* **Source document**:
----------

|Sidney test driving his own Volvo|
When we first moved overseas we made the decision to drive inexpensive used cars with the idea that we would buy a new Volvo before we returned to the United States. When we realized that we would be staying in Europe for an additional three years, we decided to go ahead and buy a Volvo to drive for the remainder of our time in Europe. Utilizing the military sales program, we were able to customize our car down to the most minute detail then fly to Sweden to pick it up. From the time we initiated contact with Lisa, our Volvo sales rep in England last fall, we've been going back and forth picking and choosing which options we wanted. Model? XC 70 D5 with a turbo diesel engine. (When we visited Scandinavia two years ago, we drove this model as our rental car and knew this was exactly what we wanted). Color? Twilight bronze. Heated seats? Of course! How many bells and whistles? All of them. The process took awhile, so much so that Glenn began to casually mention Lisa in everyday conversations, but in the end all of the back and forth was well worth it because last week we picked up our car at the Volvo world headquarters.
But picking up the car was more than driving off in a new vehicle; it was a day long experience that despite my initial trepidation proved to be a great day for all of us. Not only did Volvo send a driver to collect us and all of our copious piles of luggage at the airport, they picked us up the next morning from our hotel and brought us to their factory which was like a city unto itself. Like so much of Sweden, the showroom and factory were sleek and super modern. (Talk about feeling like frumpy Americans). After signing a few papers we were ushered into the delivery
|All aboard for the factory tour|
And then came the factory tour. I'll admit, the prospect of touring a car factory didn't really excite me but I'm so glad we participated. Being boys, Glenn and Sidney were excited from the get go. As Sidney said, he had never visited a factory before and he wanted to see all of the robots. As we rode the little blue train we learned some interesting facts about the Volvo company. First, the company was founded in 1927 with the intent of building cars study enough to withstand Sweden's poor road conditions. In addition to passenger cars, Volvo manufactures trucks, tractors, and even airplanes. The factory employees 3,300 employees working in two shifts. The majority of Volvo vehicles are produced as customized orders with the United States, China, and Sweden being the largest markets. Cars shipped to China have more leg space in the back seat than models destined for other countries since Chinese who can afford Volvos usually have chauffers and the car owners desire comfort. Seven of the eight Volvo models currently being produced are built on the same platform meaning they can be built on the same assembly line. And the list of facts could go on.....

----------

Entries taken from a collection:
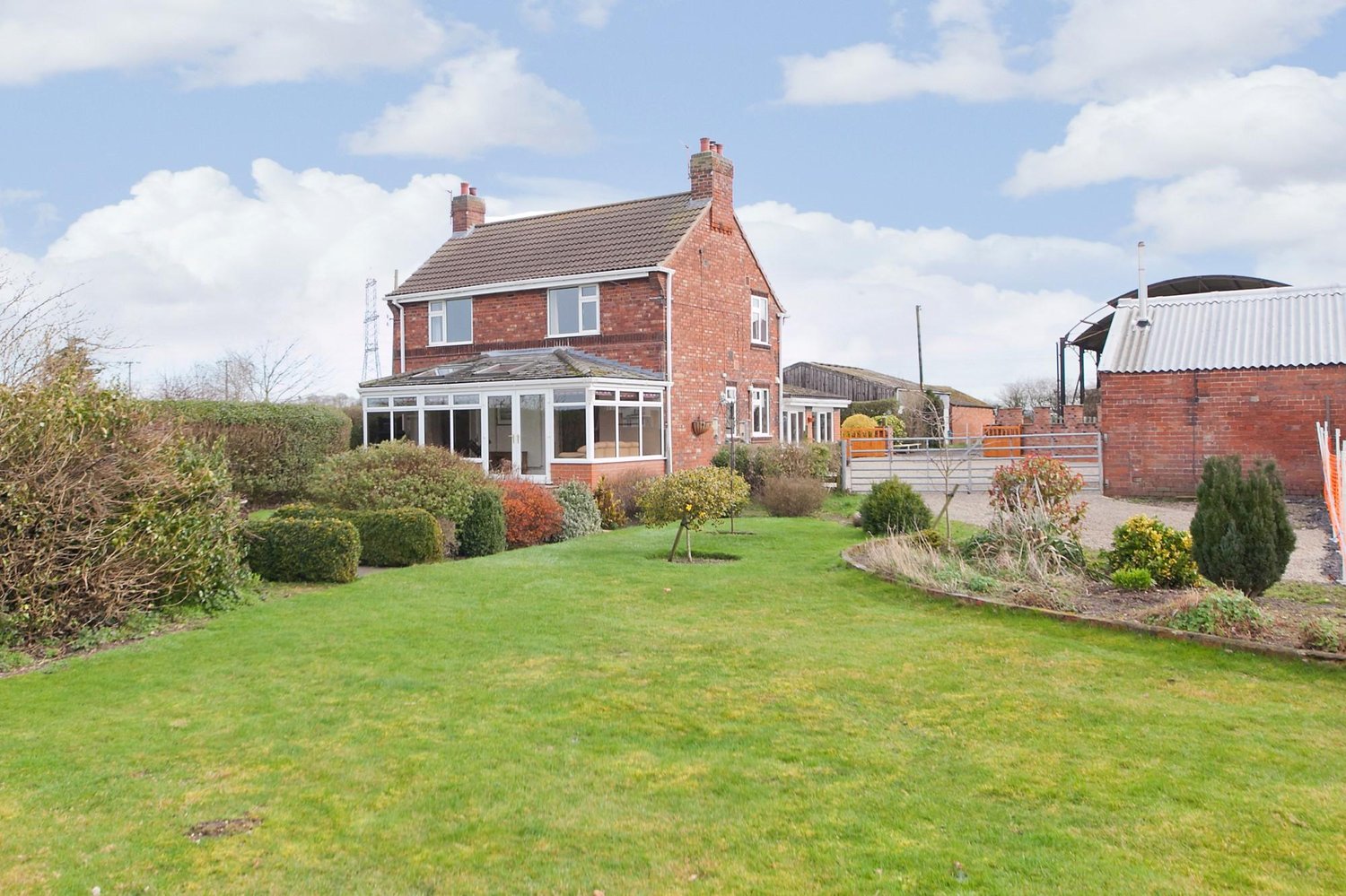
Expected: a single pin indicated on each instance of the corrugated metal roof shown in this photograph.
(621, 236)
(1287, 327)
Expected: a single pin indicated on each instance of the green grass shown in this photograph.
(579, 718)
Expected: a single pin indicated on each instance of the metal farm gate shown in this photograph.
(929, 465)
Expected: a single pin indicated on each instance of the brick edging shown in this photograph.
(1117, 624)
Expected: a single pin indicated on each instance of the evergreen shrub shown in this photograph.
(482, 530)
(296, 549)
(1241, 533)
(893, 506)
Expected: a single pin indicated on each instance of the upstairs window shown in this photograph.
(451, 322)
(572, 311)
(759, 320)
(761, 412)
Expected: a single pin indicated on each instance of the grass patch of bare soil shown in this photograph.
(1280, 621)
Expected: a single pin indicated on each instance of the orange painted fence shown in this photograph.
(1334, 474)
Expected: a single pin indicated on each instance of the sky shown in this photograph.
(209, 175)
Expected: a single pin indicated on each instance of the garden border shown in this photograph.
(1116, 624)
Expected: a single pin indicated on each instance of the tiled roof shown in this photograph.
(1286, 327)
(956, 396)
(621, 236)
(514, 366)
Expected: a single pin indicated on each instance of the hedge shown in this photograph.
(271, 449)
(398, 537)
(291, 549)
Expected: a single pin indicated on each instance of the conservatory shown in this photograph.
(544, 414)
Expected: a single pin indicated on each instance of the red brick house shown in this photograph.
(587, 342)
(1244, 371)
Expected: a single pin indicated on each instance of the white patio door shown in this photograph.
(516, 435)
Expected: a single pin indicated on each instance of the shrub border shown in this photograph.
(1101, 622)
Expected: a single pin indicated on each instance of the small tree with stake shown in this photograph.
(1241, 533)
(692, 498)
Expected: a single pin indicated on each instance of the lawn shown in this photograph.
(583, 716)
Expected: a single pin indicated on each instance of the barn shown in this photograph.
(1187, 376)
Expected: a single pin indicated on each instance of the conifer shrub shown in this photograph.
(482, 530)
(579, 510)
(398, 474)
(271, 448)
(893, 506)
(610, 509)
(793, 495)
(296, 549)
(1241, 533)
(1143, 543)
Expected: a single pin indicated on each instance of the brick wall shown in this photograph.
(1160, 427)
(630, 318)
(712, 304)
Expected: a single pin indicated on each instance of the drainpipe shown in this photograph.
(1143, 290)
(668, 370)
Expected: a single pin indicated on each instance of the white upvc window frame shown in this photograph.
(761, 403)
(587, 293)
(438, 311)
(759, 320)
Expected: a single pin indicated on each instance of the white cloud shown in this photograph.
(191, 264)
(992, 307)
(1098, 48)
(541, 13)
(478, 101)
(214, 42)
(1295, 231)
(1272, 124)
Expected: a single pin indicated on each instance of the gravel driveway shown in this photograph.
(1106, 514)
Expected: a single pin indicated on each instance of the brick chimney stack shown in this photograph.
(712, 177)
(468, 209)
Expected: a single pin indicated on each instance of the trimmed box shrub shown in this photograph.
(532, 514)
(271, 448)
(893, 506)
(482, 532)
(1241, 535)
(1133, 578)
(793, 495)
(398, 537)
(398, 474)
(579, 510)
(295, 549)
(1143, 543)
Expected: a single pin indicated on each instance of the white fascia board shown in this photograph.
(509, 385)
(514, 285)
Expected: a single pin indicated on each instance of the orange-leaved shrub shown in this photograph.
(532, 516)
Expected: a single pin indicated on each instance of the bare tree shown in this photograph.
(268, 373)
(34, 325)
(1036, 392)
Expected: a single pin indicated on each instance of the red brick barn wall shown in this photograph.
(630, 318)
(969, 422)
(712, 304)
(1160, 427)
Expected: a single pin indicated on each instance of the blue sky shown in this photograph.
(217, 174)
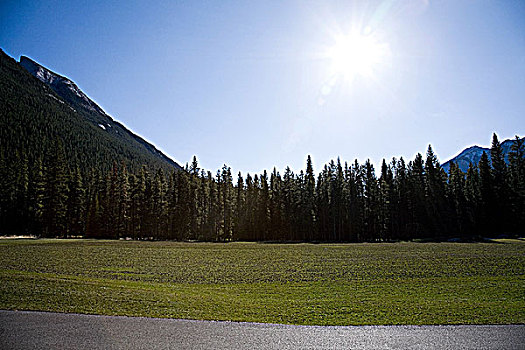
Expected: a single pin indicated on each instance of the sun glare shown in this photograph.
(356, 54)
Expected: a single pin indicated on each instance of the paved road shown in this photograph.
(40, 330)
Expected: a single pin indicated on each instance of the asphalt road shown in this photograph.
(42, 330)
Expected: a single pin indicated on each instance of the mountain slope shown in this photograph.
(34, 113)
(473, 155)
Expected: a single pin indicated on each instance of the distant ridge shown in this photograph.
(473, 155)
(52, 106)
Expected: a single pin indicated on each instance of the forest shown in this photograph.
(48, 196)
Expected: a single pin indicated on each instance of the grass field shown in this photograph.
(347, 284)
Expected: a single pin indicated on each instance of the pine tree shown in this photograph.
(487, 220)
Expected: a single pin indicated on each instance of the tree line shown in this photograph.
(50, 197)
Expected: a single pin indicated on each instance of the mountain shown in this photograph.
(473, 155)
(38, 107)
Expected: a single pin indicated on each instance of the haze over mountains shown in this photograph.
(35, 112)
(473, 155)
(82, 122)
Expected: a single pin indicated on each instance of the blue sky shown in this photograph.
(252, 83)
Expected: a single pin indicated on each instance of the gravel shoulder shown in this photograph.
(46, 330)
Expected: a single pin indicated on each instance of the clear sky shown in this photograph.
(258, 84)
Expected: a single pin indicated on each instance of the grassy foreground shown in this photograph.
(347, 284)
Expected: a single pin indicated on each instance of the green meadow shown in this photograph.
(308, 284)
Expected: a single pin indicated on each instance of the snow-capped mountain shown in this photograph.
(473, 155)
(64, 91)
(61, 85)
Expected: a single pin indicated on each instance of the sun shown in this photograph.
(356, 54)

----------

Could you write out the entire Volvo pickup post shown above, word for word?

* **Output for this exercise**:
|Sidney test driving his own Volvo|
When we first moved overseas we made the decision to drive inexpensive used cars with the idea that we would buy a new Volvo before we returned to the United States. When we realized that we would be staying in Europe for an additional three years, we decided to go ahead and buy a Volvo to drive for the remainder of our time in Europe. Utilizing the military sales program, we were able to customize our car down to the most minute detail then fly to Sweden to pick it up. From the time we initiated contact with Lisa, our Volvo sales rep in England last fall, we've been going back and forth picking and choosing which options we wanted. Model? XC 70 D5 with a turbo diesel engine. (When we visited Scandinavia two years ago, we drove this model as our rental car and knew this was exactly what we wanted). Color? Twilight bronze. Heated seats? Of course! How many bells and whistles? All of them. The process took awhile, so much so that Glenn began to casually mention Lisa in everyday conversations, but in the end all of the back and forth was well worth it because last week we picked up our car at the Volvo world headquarters.
But picking up the car was more than driving off in a new vehicle; it was a day long experience that despite my initial trepidation proved to be a great day for all of us. Not only did Volvo send a driver to collect us and all of our copious piles of luggage at the airport, they picked us up the next morning from our hotel and brought us to their factory which was like a city unto itself. Like so much of Sweden, the showroom and factory were sleek and super modern. (Talk about feeling like frumpy Americans). After signing a few papers we were ushered into the delivery
|All aboard for the factory tour|
And then came the factory tour. I'll admit, the prospect of touring a car factory didn't really excite me but I'm so glad we participated. Being boys, Glenn and Sidney were excited from the get go. As Sidney said, he had never visited a factory before and he wanted to see all of the robots. As we rode the little blue train we learned some interesting facts about the Volvo company. First, the company was founded in 1927 with the intent of building cars study enough to withstand Sweden's poor road conditions. In addition to passenger cars, Volvo manufactures trucks, tractors, and even airplanes. The factory employees 3,300 employees working in two shifts. The majority of Volvo vehicles are produced as customized orders with the United States, China, and Sweden being the largest markets. Cars shipped to China have more leg space in the back seat than models destined for other countries since Chinese who can afford Volvos usually have chauffers and the car owners desire comfort. Seven of the eight Volvo models currently being produced are built on the same platform meaning they can be built on the same assembly line. And the list of facts could go on.....